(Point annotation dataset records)
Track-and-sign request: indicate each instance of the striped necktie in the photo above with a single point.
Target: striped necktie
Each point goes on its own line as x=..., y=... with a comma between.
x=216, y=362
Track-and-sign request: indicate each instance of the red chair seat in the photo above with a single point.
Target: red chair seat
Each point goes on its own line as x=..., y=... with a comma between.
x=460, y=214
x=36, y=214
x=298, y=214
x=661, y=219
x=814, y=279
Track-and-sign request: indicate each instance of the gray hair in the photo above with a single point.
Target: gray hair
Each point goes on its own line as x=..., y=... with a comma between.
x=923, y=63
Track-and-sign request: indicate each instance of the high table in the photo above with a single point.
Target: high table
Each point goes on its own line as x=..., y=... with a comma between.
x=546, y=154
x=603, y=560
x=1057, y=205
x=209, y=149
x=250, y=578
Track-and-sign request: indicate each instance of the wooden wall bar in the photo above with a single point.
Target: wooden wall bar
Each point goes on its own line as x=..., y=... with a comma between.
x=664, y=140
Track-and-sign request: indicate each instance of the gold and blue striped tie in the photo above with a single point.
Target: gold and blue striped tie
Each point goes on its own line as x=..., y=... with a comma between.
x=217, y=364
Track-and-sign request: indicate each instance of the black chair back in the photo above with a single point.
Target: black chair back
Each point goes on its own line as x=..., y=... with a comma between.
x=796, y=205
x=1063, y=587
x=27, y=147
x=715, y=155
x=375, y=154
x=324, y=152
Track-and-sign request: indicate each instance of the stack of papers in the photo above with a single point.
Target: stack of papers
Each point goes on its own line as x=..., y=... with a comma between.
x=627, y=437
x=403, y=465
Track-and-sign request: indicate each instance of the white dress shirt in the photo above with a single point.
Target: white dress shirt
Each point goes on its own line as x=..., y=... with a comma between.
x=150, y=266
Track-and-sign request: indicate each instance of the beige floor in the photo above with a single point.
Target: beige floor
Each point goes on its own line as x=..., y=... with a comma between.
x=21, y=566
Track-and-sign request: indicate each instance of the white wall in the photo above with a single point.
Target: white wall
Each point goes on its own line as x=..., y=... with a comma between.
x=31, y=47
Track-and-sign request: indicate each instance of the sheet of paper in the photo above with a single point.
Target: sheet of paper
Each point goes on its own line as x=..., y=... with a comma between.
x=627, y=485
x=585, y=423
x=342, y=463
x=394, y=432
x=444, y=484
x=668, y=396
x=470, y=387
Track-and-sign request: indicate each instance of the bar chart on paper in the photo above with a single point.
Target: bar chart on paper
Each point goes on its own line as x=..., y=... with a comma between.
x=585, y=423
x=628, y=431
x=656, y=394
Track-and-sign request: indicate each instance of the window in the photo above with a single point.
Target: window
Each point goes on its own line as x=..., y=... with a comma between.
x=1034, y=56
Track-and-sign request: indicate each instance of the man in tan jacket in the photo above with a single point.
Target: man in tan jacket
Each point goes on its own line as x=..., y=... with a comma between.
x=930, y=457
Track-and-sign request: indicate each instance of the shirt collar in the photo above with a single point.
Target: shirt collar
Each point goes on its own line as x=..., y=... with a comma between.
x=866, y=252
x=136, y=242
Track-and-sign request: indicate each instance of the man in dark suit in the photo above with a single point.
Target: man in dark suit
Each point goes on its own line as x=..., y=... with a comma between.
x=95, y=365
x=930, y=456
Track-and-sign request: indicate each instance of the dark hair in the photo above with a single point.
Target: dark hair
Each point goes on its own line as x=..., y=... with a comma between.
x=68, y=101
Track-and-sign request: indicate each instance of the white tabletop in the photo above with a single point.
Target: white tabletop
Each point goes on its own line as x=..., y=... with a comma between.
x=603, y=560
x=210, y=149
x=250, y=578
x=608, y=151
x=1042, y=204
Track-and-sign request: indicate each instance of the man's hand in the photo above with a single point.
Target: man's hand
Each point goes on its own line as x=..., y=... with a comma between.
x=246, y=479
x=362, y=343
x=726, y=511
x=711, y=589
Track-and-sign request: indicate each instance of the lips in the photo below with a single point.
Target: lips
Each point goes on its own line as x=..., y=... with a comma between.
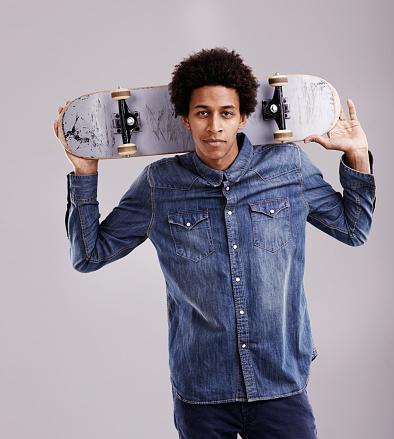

_Work to complete_.
Reproduce the entire listing above verbatim, omitting the pictures.

_Answer_.
Track-and-sign request: indicate each instance of the striped necktie in the photo above with a single point.
Target: striped necktie
Each point goes on its own line as x=..., y=... with a comma between.
x=216, y=362
Track-and-sign request: indicate each instance of the red chair seat in the photo above with a single point.
Target: red chair seat
Each point goes on its own line as x=..., y=... with a comma between.
x=460, y=214
x=36, y=214
x=298, y=214
x=661, y=219
x=814, y=279
Track-and-sign request: indicate each instance of the gray hair in the photo above with a single point.
Target: gray hair
Each point goes on its own line as x=..., y=... with a comma between.
x=923, y=63
Track-and-sign request: indicate each instance of the high table in the photo above with a single point.
Target: high table
Each point goes on its own line as x=..., y=... with a comma between.
x=546, y=154
x=603, y=560
x=1057, y=205
x=209, y=149
x=250, y=578
Track-and-sign request: indicate each instance of the wooden wall bar in the photo above with a single point.
Target: wooden wall bar
Each point goes on its own line as x=..., y=... with a comma between.
x=664, y=140
Track-and-sign request: indicate each instance of the gold and blue striped tie in the photo above with a single point.
Target: gold and blue striped tie
Each point goes on its own line as x=..., y=... with a comma between.
x=217, y=364
Track-and-sign request: indicate each instance of the black chair back in the photo above with a single point.
Target: black chair back
Each point goes on its own line as x=..., y=... with a comma between.
x=796, y=205
x=1063, y=587
x=27, y=147
x=715, y=155
x=375, y=154
x=324, y=152
Track-and-sign request: indicate each instance of the stack of papers in the photo above with a single point.
Target: stack of papers
Each point goes on its own line as x=..., y=... with a comma between.
x=627, y=437
x=403, y=465
Track-and-sign request: indicate each instance of the white dress shirt in the photo above with a single point.
Target: white dress shirt
Each point goes on its own line as x=..., y=... with a comma between.
x=150, y=266
Track-and-sign request: indicate each instance of the beige floor in the photo above with a single point.
Target: beige floor
Each point goes on its own line as x=..., y=... with a comma between.
x=21, y=566
Track-and-sign request: indicate each instance of the white wall in the photo above with a single point.
Target: white wall
Each point goes on its own line as x=..., y=... with a comma between.
x=31, y=47
Track-and-sign request: indicate each instance of the sheet of paper in the photo above with a single point.
Target: sheet of paper
Each point goes on its own line as x=..., y=... with a comma between.
x=627, y=485
x=585, y=423
x=342, y=463
x=394, y=432
x=444, y=484
x=668, y=396
x=470, y=387
Track-and-sign request: indicate each instance of the bar chart on paper in the photo above with a single point.
Target: bar chart on paper
Each point goes on its own line as x=..., y=... with a comma between.
x=585, y=423
x=628, y=431
x=656, y=394
Track-and-sign request: indicate each instance of the window in the photo above with a single point.
Target: window
Each point goes on its own line as x=..., y=... with a comma between.
x=1034, y=56
Track-and-sign request: indicate each instance of the man in tan jacket in the photo above with a single point.
Target: man in tan jacket
Each point goes on its own line as x=..., y=... with a comma between.
x=930, y=457
Track-and-sign request: indicate each instance of the shirt collar in the photo above with a single point.
Target: shirt collar
Each point goes on its own line as x=..., y=... with a comma between.
x=866, y=252
x=136, y=242
Track-and-sign request: indicate each instance of the man in dark suit in the photo above with a single point.
Target: man in dark suit
Each point goes on its own line as x=..., y=... with a comma between.
x=95, y=365
x=930, y=456
Track-and-sign request: indicate each instance of the dark hair in the photo above with a single point.
Target: dark hair
Each point goes on its own line as x=..., y=... with a comma between.
x=68, y=101
Track-and-sign request: indicate each instance of the white tabletop in the photo above with a single point.
Target: white tabletop
Each point goes on its own line as x=..., y=... with a comma between.
x=603, y=560
x=210, y=149
x=250, y=578
x=608, y=151
x=1042, y=204
Track-and-sign request: indicate each instance of the man's hand in the photo above with a single point.
Target: man's hand
Each point goes on its own line as x=..., y=... with a comma between.
x=246, y=479
x=362, y=343
x=726, y=511
x=711, y=589
Track-and-sign request: indicate each instance of the lips in the photo below with a single point.
Target: lips
Each point goes on its own line as x=..., y=... with a comma between.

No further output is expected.